→ **How to complete this task**:
Set down the data below without change, skipping the pictures it holds.
(Beginning of Records supplied)
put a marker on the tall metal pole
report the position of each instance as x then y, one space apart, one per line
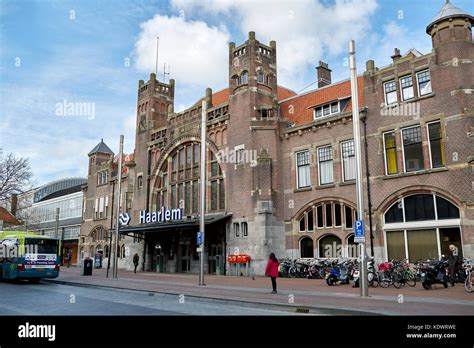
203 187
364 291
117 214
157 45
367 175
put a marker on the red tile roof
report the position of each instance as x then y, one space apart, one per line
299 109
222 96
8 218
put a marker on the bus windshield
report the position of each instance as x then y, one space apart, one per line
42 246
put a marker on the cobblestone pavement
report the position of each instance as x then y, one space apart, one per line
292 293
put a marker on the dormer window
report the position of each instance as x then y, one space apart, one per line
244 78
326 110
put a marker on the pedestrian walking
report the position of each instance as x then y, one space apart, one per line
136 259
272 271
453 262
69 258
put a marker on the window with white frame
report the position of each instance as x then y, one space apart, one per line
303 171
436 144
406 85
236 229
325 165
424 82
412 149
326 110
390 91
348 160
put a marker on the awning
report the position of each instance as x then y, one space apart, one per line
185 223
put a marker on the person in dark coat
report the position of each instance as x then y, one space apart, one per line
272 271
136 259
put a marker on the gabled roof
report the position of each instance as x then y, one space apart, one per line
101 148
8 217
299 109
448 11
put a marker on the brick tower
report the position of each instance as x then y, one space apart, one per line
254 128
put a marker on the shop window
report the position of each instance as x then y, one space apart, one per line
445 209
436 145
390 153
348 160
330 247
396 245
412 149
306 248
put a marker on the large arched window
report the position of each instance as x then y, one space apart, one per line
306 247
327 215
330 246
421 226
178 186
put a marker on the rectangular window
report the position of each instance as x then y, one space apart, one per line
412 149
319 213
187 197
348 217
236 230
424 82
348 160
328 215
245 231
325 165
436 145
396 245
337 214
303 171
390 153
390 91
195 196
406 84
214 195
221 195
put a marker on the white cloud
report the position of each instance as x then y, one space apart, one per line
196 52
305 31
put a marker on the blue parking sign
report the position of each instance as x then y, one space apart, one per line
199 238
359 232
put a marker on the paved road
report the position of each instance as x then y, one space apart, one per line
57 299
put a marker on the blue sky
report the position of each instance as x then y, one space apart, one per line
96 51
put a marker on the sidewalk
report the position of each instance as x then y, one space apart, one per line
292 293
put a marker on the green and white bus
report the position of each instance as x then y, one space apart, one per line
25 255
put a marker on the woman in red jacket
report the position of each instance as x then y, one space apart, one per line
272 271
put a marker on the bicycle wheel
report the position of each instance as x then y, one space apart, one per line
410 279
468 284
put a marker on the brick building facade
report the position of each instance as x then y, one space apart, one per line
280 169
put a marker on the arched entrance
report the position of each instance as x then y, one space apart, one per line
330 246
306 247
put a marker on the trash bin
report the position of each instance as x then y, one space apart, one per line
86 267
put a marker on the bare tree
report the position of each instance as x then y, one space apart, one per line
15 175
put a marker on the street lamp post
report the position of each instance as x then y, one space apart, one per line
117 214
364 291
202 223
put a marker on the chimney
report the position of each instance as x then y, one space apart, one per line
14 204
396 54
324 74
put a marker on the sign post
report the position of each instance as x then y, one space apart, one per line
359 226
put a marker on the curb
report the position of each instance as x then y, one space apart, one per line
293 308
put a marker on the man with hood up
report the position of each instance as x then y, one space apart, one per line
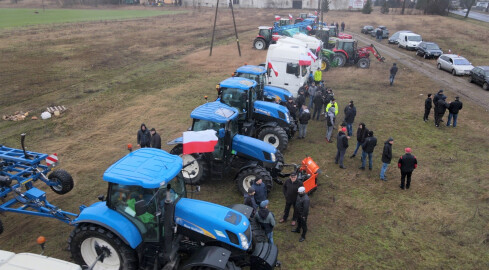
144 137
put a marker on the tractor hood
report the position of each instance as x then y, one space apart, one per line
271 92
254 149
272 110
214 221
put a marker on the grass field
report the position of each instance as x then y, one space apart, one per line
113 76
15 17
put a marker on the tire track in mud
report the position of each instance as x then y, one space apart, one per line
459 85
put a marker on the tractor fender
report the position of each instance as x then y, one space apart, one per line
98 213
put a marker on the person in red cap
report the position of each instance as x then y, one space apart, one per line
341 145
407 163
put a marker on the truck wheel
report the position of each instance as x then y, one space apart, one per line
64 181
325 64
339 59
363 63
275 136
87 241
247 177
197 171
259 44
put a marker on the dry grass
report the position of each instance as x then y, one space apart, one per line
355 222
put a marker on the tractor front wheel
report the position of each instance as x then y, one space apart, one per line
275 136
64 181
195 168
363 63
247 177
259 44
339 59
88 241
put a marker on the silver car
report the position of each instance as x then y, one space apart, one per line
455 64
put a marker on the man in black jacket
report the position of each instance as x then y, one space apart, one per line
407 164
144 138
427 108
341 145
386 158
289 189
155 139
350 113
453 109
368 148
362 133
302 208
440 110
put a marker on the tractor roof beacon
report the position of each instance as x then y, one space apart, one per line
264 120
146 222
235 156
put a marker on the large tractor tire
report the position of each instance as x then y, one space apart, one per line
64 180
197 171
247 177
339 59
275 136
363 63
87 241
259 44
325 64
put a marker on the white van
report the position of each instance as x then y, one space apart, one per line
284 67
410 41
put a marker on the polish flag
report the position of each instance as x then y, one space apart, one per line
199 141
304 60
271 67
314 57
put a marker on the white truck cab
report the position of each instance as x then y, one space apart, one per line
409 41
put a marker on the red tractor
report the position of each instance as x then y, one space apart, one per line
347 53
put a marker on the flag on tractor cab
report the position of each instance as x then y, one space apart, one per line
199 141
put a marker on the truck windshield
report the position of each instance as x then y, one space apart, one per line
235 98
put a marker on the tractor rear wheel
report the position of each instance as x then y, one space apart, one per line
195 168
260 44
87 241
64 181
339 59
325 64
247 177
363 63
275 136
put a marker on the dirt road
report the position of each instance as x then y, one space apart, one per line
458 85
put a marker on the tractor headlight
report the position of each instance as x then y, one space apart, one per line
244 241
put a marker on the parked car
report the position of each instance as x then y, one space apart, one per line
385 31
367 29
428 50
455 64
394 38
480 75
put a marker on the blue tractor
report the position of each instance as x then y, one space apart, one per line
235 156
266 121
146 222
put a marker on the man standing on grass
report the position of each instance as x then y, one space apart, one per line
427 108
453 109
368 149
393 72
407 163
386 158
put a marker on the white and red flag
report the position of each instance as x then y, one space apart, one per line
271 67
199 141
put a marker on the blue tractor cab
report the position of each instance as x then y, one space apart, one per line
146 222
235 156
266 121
(End of Records supplied)
→ **Answer box**:
put a marker on the tall metal pole
report the position of each instance as x then y, one space apart, one per line
203 187
364 291
117 214
157 45
367 175
put a marker on the red tile roof
report the position of each instance as x then y, one space apart, one per line
299 109
222 96
8 218
put a marker on the bus windshield
report the position of each instance as x then y, one space apart, one per line
42 246
put a marker on the cobblestone pavement
report the position of each instance as x then y, one space apart, one per line
292 293
put a marker on the dormer window
report the position of each instance as x then y, one space apart, one per line
244 78
326 110
put a marker on the pedestrian walking
report the position of each instance as x then y, one space apart, one per line
136 259
272 271
453 262
69 258
put a marker on the window with white frame
report the position of each instance as x then y, one space apart, one per line
303 171
436 144
406 85
236 229
325 165
424 82
412 149
326 110
390 91
348 160
put a marker on the awning
report the position of each instance as x then y, one space apart, one per line
185 223
put a marker on the person in dark coat
report the position of each instance as x then y, one space apart, one per line
272 271
136 259
put a marker on the gabled roof
report the position of each instance as x then y, one space apart, one per line
101 148
8 217
299 109
448 11
put a marker on the brick tower
report the position of each instance as x then y, one space apart, one per line
254 128
put a marker on the shop window
report the position of each instance as x then y, one space apart, one per line
445 209
436 145
390 153
348 160
330 247
396 245
412 149
306 248
put a marker on the large arched window
report the position of each instance as x then y, one space apart, one per line
306 247
327 215
330 246
421 226
178 186
put a marker on the rectangular window
report the position of each instance as x then y, one space apart, one per line
412 149
319 213
187 197
348 217
236 230
424 82
348 160
328 215
245 231
325 165
436 145
396 245
337 214
303 171
390 153
390 91
195 196
406 84
214 195
221 195
put a marker on the white cloud
report the position of each instance as x then y, one space apart, one per line
196 52
305 31
put a marker on the blue parking sign
report the position of each instance as x then y, one space apart, one per line
199 238
359 232
put a marker on the paved road
report the position of each instance as x then y, one space apart, one per line
57 299
put a marker on the blue sky
report the position of each instance as x then y, one space apart, one per line
96 51
put a marker on the sidewalk
report the position of each instance as x then y, one space apart, one per line
292 293
put a marker on the green and white bus
report the position of each instance as x then y, one space apart, one per line
25 255
put a marker on the woman in red jacket
report the position of each instance as x then y, one space apart, one per line
272 271
put a marker on the bicycle wheel
report the position of each instance as x then y, one space apart, one per line
410 279
468 284
put a marker on the brick building facade
report the position of each instance as x then y, one space apart, one per line
280 169
put a marker on the arched entrance
report the position of each instance as x then y, one space apart, one per line
330 246
306 247
put a marker on the trash bin
report the position of each instance as x then y, one space apart, one per line
86 267
put a marker on the bare tree
report the position of each instance as x then y, one space apart, one per line
15 175
put a marker on the street lamp post
report the position of each instance as x then y, one space apart, one per line
117 214
364 291
202 223
put a marker on the chimney
report the position of each instance as x then y, one space apart, one per line
14 204
396 54
324 74
put a marker on the sign post
report the position of each instance as x then y, one space apart, one per line
359 226
put a marker on the curb
report the position of each instance as x then y, one space apart, one per line
293 308
put a marker on the man with hood up
report the position of each instance as x then y, one space apart, one per line
144 137
put a marker on the tractor hood
report the position of each instance as x then y, one space apart, one per line
271 92
254 149
272 110
214 221
put a marker on the grass field
report the position of each instance as x then y, one space apart, one per line
113 76
15 17
put a marker on the tire track in mud
report the position of each instance as x then y, one space apart, one per line
459 85
put a marker on the tractor fender
report the position of each instance as x then y, one space apart, one per line
98 213
put a marker on the person in red cap
report the position of each instance as x then y, one space apart, one per line
341 145
407 163
put a marker on the truck wheel
report the position of each instance as x then y, one space apart, one per line
64 181
325 64
339 59
363 63
275 136
87 241
247 177
197 171
259 44
put a marker on the dry grass
report the position of each instance as x then y, one space apart, one per line
355 222
put a marker on the tractor front wheel
report the position of each instance as x then y, one space apart, one per line
275 136
64 181
195 168
363 63
247 177
259 44
339 59
88 241
put a marker on the silver car
report the position of each instance as x then y, one space apart, one per line
455 64
put a marker on the man in black jacket
report the position of each instance as x then y, one space apart, one per line
407 164
144 138
427 108
341 145
386 158
289 189
155 139
350 113
453 109
368 148
362 133
302 208
440 110
put a marker on the tractor roof beacon
report the position of each instance as x then y, one space apart, one per line
264 120
146 222
235 156
put a marker on the large tractor tire
report the position of each instance as x then y, one space apart, one per line
64 180
197 171
247 177
339 59
275 136
363 63
87 241
259 44
325 64
put a marker on the white van
report the position of each instance as x then y, one space apart, one per line
284 67
410 41
put a marker on the polish flag
report the position of each instance as x then y, one space apart, one per line
199 141
304 60
271 67
314 57
put a marker on the white truck cab
report the position of each instance as x then y, one space apart, one per line
409 41
put a marker on the red tractor
report the position of each instance as x then y, one space apart, one per line
347 53
put a marker on the flag on tractor cab
report the position of each instance as x then y, one space apart, one per line
199 141
put a marker on the truck windshield
report the position of each instance as x then y, one space apart, one per line
235 98
put a marker on the tractor rear wheel
report the position of each instance as x then y, one space apart, one per line
195 168
260 44
87 241
64 181
339 59
325 64
247 177
363 63
275 136
put a marker on the dirt road
report the position of each instance as x then y, one space apart, one per line
458 85
put a marker on the tractor headlight
report the position of each instance as x then y, one space apart, one per line
244 241
put a marker on the parked car
report the position of each instance as x then y, one space apart, one per line
385 31
367 29
428 50
455 64
394 38
480 75
put a marker on the blue tractor
report the position of each instance as x then y, one space apart, one per line
235 156
266 121
146 222
put a marker on the man standing on grass
report the position of each instance as x then y, one space apart, one per line
427 108
453 109
368 149
393 72
407 163
386 158
put a marker on the white and red flag
report the position of each instance as x then y, one space apart, one per line
271 67
199 141
put a marker on the blue tractor cab
report the position of each instance as x then y, one space apart, one per line
146 222
235 156
266 121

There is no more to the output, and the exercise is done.